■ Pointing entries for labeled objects

# # # # # # #

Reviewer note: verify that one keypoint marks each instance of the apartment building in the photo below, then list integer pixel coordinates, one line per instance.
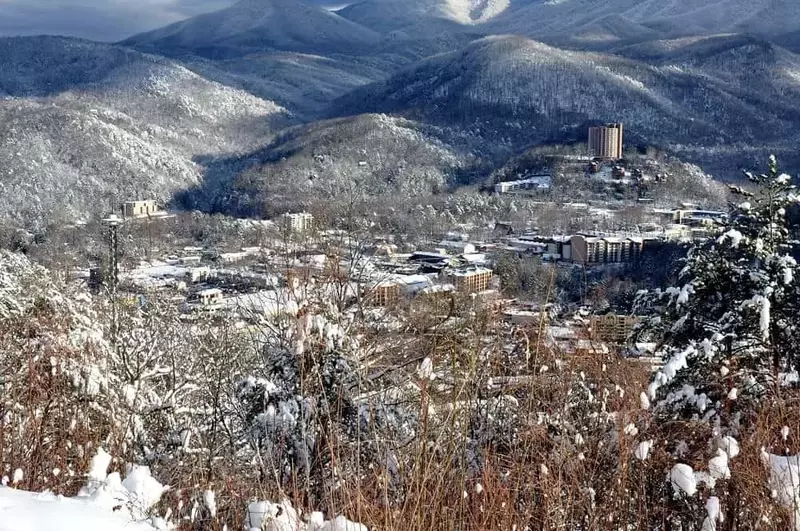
(138, 209)
(606, 141)
(472, 280)
(589, 250)
(297, 222)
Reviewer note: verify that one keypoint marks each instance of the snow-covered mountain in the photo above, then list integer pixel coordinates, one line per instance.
(255, 26)
(518, 91)
(86, 125)
(388, 15)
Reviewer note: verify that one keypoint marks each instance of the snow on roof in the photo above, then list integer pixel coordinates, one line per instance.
(470, 272)
(266, 302)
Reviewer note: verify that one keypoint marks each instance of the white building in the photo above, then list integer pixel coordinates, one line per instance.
(297, 222)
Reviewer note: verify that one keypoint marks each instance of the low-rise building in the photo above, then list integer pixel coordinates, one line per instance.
(385, 293)
(611, 327)
(210, 297)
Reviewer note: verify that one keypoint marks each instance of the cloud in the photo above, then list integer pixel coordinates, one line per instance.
(103, 20)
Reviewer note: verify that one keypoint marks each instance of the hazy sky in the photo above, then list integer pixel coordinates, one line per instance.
(104, 20)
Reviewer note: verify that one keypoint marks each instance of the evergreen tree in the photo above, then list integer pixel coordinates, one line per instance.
(728, 333)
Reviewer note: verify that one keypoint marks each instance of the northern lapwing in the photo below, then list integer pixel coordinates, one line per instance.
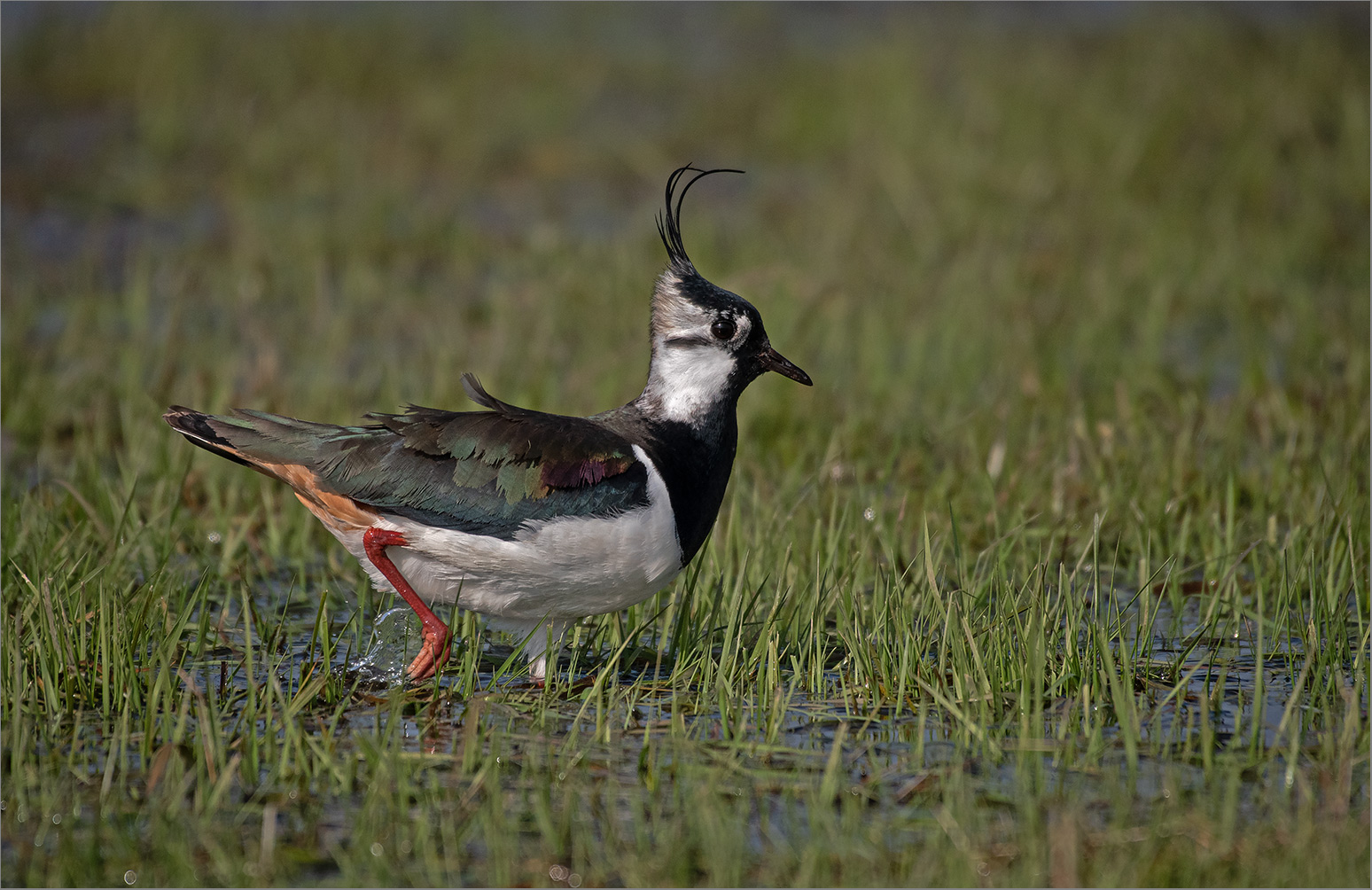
(533, 520)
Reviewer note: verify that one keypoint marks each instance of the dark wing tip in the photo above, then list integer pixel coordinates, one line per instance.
(476, 393)
(198, 431)
(670, 221)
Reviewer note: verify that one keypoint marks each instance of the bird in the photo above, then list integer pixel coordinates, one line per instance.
(533, 520)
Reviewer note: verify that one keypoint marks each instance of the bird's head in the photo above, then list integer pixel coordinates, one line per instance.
(708, 343)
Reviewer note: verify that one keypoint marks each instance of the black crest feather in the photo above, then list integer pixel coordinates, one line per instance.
(670, 221)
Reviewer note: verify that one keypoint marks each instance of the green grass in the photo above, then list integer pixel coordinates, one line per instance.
(1058, 574)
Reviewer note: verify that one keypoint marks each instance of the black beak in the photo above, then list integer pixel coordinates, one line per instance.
(771, 360)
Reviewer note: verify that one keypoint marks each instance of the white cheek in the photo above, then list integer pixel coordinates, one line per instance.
(691, 379)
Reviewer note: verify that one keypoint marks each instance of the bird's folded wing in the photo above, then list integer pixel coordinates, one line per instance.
(478, 472)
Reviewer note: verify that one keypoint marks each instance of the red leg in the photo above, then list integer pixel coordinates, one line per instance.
(437, 636)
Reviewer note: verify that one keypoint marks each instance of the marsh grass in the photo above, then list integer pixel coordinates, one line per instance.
(1059, 574)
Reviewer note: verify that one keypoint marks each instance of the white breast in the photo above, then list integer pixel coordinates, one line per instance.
(565, 568)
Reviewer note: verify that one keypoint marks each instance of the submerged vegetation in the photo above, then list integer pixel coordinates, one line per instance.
(1058, 574)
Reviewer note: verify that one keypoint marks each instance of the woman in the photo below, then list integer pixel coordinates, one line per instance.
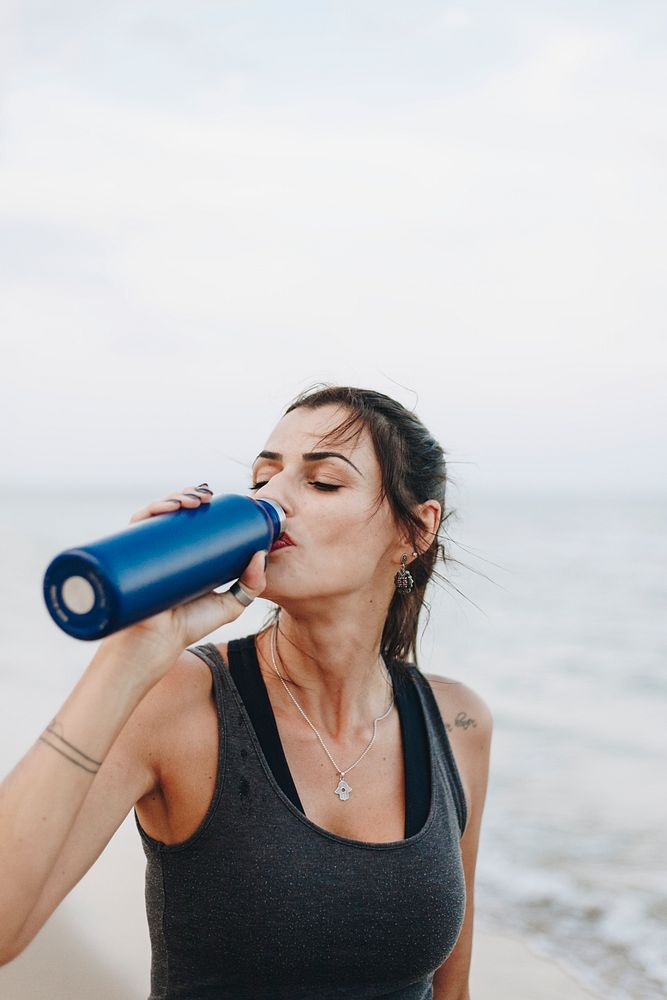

# # # # # # #

■ THE TASK
Filter the records and copy out every line that contains the string "below". Only case-sensitive matches count.

■ THE RESULT
Reviewer note: verify that one keypoint marks each instance of the apartment building in the photo below, then list integer pixel coordinates, one line per instance.
Reviewer note: verify that one keypoint marks each instance of the northern lapwing in the photo below, then list integer pixel coordinates, one line per instance.
Reviewer note: verify that one keypoint marks each instance of the woman in the photo below, then list integer pixel coordinates, one line per instance.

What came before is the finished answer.